------ TASK INPUTS

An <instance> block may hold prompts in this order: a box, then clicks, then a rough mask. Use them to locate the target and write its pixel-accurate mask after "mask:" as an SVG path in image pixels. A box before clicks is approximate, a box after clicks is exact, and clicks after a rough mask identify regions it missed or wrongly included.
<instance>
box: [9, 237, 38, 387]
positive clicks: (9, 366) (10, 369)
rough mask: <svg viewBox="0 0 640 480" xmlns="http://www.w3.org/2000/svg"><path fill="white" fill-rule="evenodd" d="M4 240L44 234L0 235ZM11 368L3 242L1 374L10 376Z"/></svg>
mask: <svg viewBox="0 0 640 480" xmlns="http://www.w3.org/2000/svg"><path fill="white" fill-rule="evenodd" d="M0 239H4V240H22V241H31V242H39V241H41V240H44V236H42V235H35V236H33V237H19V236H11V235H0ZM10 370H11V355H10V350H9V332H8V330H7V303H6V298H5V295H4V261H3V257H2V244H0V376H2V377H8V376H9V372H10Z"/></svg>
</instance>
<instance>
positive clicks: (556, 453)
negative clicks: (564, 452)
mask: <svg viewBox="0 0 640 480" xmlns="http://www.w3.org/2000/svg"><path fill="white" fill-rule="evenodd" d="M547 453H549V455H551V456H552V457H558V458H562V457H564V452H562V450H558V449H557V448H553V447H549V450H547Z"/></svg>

------------

TASK TO COMPLETE:
All entries above are to be transcribed verbatim.

YOUR RESPONSE:
An <instance> block may hold prompts in this order: a box, then clicks, then a rough mask. Use them to locate the target and write its pixel-accurate mask after "mask:" as an SVG path in image pixels. A box before clicks is approximate, a box after clicks is exact, and clicks after a rough mask identify regions it missed or wrongly included.
<instance>
box: [9, 237, 38, 387]
positive clicks: (9, 366) (10, 369)
rough mask: <svg viewBox="0 0 640 480" xmlns="http://www.w3.org/2000/svg"><path fill="white" fill-rule="evenodd" d="M4 240L44 234L0 235ZM11 368L3 242L1 374L10 376Z"/></svg>
mask: <svg viewBox="0 0 640 480" xmlns="http://www.w3.org/2000/svg"><path fill="white" fill-rule="evenodd" d="M0 239H4V240H22V241H31V242H39V241H41V240H44V236H42V235H35V236H33V237H19V236H11V235H0ZM10 370H11V355H10V350H9V332H8V330H7V303H6V298H5V295H4V261H3V257H2V244H0V376H2V377H8V376H9V372H10Z"/></svg>
</instance>
<instance>
positive clicks: (556, 453)
negative clicks: (564, 452)
mask: <svg viewBox="0 0 640 480" xmlns="http://www.w3.org/2000/svg"><path fill="white" fill-rule="evenodd" d="M547 453H549V455H551V456H552V457H558V458H562V457H564V452H562V450H558V449H557V448H553V447H549V450H547Z"/></svg>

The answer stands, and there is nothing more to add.